What the task asks
Pull out every line below that contains the word "small", copying each one in full.

[Point annotation dataset lines]
[start]
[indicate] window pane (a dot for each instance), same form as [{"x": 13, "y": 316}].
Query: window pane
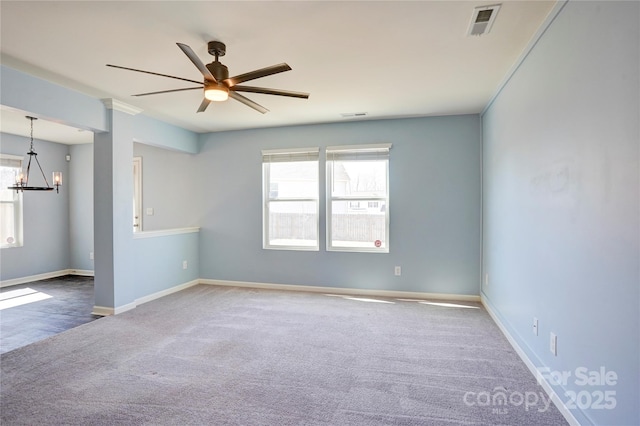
[
  {"x": 10, "y": 202},
  {"x": 290, "y": 199},
  {"x": 297, "y": 179},
  {"x": 7, "y": 224},
  {"x": 359, "y": 224},
  {"x": 359, "y": 178},
  {"x": 293, "y": 223}
]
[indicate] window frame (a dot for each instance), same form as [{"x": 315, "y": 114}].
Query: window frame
[
  {"x": 270, "y": 156},
  {"x": 17, "y": 203},
  {"x": 363, "y": 152}
]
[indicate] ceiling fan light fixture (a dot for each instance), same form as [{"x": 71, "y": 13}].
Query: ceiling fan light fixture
[{"x": 216, "y": 93}]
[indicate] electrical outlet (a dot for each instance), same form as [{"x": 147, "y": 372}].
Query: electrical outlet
[{"x": 553, "y": 344}]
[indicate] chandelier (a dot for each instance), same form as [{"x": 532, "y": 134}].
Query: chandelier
[{"x": 22, "y": 180}]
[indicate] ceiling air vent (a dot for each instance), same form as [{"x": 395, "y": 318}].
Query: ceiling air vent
[
  {"x": 352, "y": 114},
  {"x": 482, "y": 19}
]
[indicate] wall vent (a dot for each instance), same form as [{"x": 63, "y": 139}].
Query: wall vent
[{"x": 482, "y": 19}]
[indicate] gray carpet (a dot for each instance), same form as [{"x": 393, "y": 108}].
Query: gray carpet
[{"x": 227, "y": 356}]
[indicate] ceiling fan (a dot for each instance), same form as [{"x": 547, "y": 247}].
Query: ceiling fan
[{"x": 217, "y": 84}]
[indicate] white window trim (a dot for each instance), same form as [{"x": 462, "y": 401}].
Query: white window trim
[
  {"x": 346, "y": 150},
  {"x": 286, "y": 155},
  {"x": 18, "y": 210}
]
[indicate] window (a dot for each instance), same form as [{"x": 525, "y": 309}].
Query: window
[
  {"x": 290, "y": 199},
  {"x": 358, "y": 198},
  {"x": 10, "y": 202}
]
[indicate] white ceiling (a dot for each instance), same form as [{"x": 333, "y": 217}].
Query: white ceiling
[{"x": 386, "y": 58}]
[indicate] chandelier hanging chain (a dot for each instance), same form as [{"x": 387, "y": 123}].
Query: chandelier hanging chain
[{"x": 32, "y": 153}]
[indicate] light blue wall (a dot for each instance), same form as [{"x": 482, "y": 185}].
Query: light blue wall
[
  {"x": 159, "y": 260},
  {"x": 80, "y": 184},
  {"x": 561, "y": 201},
  {"x": 168, "y": 180},
  {"x": 434, "y": 207},
  {"x": 43, "y": 99},
  {"x": 154, "y": 132},
  {"x": 45, "y": 214}
]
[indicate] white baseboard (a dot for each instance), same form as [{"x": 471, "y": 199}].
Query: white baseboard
[
  {"x": 557, "y": 401},
  {"x": 38, "y": 277},
  {"x": 81, "y": 272},
  {"x": 105, "y": 311},
  {"x": 347, "y": 291}
]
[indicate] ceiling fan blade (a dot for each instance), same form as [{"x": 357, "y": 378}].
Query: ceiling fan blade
[
  {"x": 205, "y": 103},
  {"x": 196, "y": 61},
  {"x": 248, "y": 102},
  {"x": 266, "y": 91},
  {"x": 252, "y": 75},
  {"x": 154, "y": 73},
  {"x": 167, "y": 91}
]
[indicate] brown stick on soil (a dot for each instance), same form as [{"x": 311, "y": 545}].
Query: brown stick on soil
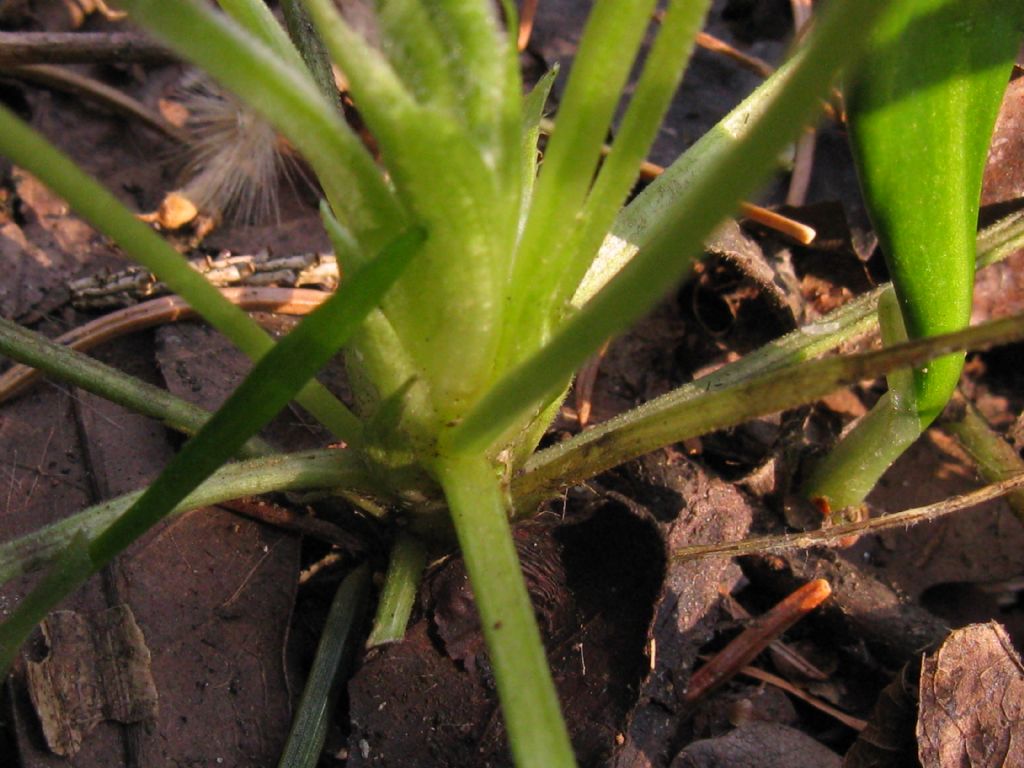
[
  {"x": 18, "y": 48},
  {"x": 765, "y": 630}
]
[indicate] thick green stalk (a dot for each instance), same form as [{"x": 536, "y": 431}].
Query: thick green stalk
[
  {"x": 404, "y": 571},
  {"x": 673, "y": 244},
  {"x": 105, "y": 212},
  {"x": 529, "y": 704}
]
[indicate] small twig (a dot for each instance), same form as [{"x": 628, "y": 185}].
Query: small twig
[
  {"x": 794, "y": 658},
  {"x": 766, "y": 677},
  {"x": 59, "y": 78},
  {"x": 744, "y": 647},
  {"x": 783, "y": 224},
  {"x": 19, "y": 48},
  {"x": 159, "y": 311},
  {"x": 717, "y": 45},
  {"x": 767, "y": 544}
]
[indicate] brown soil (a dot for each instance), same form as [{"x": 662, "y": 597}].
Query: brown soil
[{"x": 230, "y": 631}]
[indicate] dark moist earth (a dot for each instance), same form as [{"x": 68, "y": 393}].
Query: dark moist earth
[{"x": 229, "y": 630}]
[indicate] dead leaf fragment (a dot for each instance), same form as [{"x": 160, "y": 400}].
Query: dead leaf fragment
[
  {"x": 972, "y": 701},
  {"x": 97, "y": 669}
]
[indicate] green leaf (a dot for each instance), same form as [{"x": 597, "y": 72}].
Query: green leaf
[
  {"x": 922, "y": 110},
  {"x": 672, "y": 245},
  {"x": 263, "y": 392},
  {"x": 91, "y": 201}
]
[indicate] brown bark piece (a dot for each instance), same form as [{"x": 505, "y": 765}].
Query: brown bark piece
[
  {"x": 972, "y": 701},
  {"x": 758, "y": 745},
  {"x": 97, "y": 669}
]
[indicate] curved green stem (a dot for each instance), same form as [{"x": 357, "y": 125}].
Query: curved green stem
[
  {"x": 693, "y": 411},
  {"x": 404, "y": 571},
  {"x": 529, "y": 704}
]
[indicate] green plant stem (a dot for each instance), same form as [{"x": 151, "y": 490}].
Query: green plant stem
[
  {"x": 548, "y": 471},
  {"x": 267, "y": 388},
  {"x": 310, "y": 470},
  {"x": 674, "y": 418},
  {"x": 847, "y": 474},
  {"x": 67, "y": 365},
  {"x": 995, "y": 459},
  {"x": 73, "y": 567},
  {"x": 1000, "y": 239},
  {"x": 91, "y": 201},
  {"x": 404, "y": 571},
  {"x": 673, "y": 244},
  {"x": 334, "y": 656},
  {"x": 529, "y": 704}
]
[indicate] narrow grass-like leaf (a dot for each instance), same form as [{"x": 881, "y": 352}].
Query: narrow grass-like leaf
[
  {"x": 846, "y": 475},
  {"x": 71, "y": 570},
  {"x": 529, "y": 704},
  {"x": 662, "y": 73},
  {"x": 311, "y": 48},
  {"x": 290, "y": 100},
  {"x": 334, "y": 655},
  {"x": 569, "y": 163},
  {"x": 404, "y": 571},
  {"x": 659, "y": 201},
  {"x": 532, "y": 114},
  {"x": 256, "y": 17},
  {"x": 674, "y": 418},
  {"x": 264, "y": 391},
  {"x": 309, "y": 470},
  {"x": 444, "y": 309},
  {"x": 672, "y": 246},
  {"x": 103, "y": 211},
  {"x": 64, "y": 364}
]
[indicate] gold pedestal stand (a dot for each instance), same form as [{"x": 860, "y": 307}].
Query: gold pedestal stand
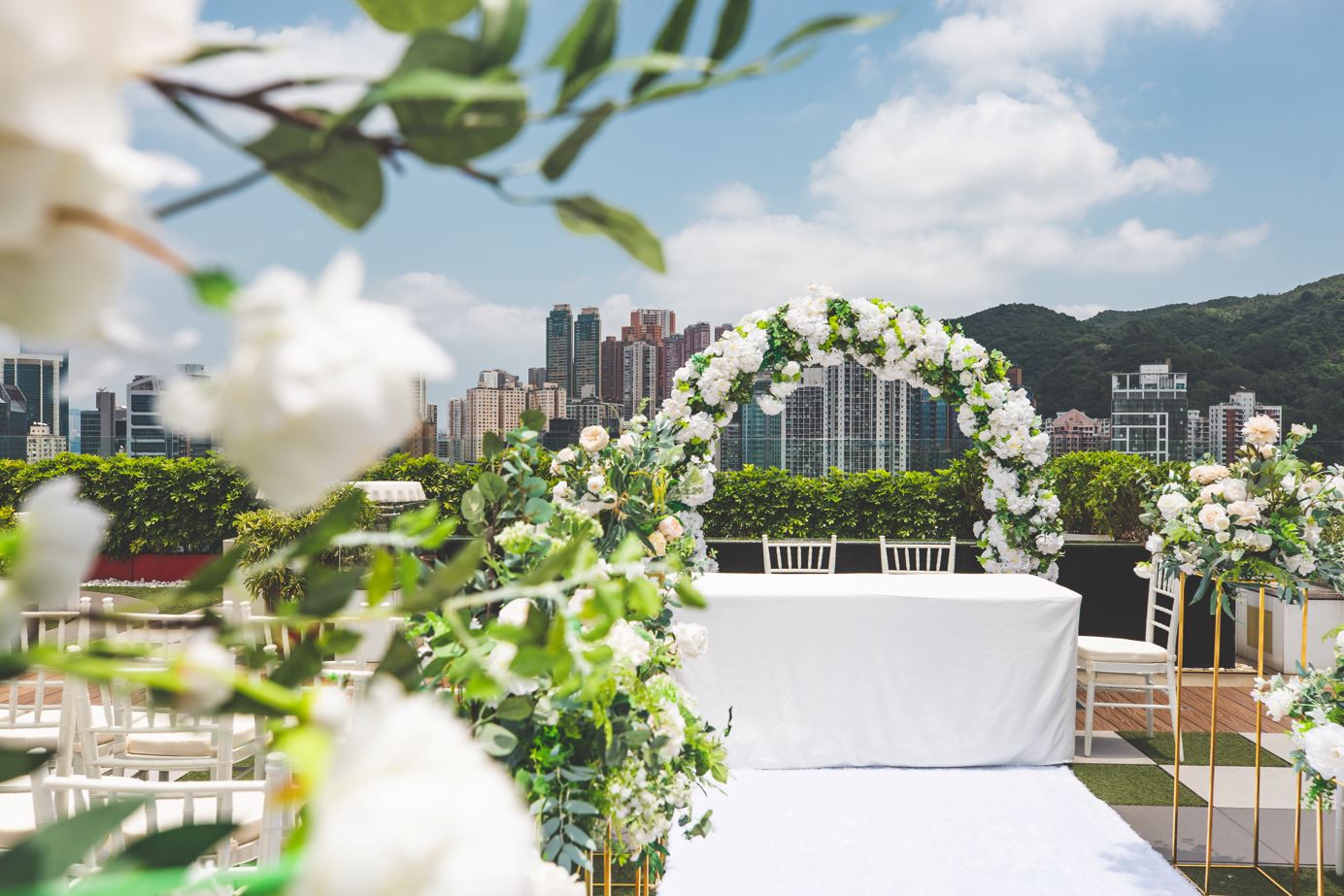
[end]
Answer
[indicate] small twig (a dot for each instance), same form as [{"x": 628, "y": 185}].
Query: small twig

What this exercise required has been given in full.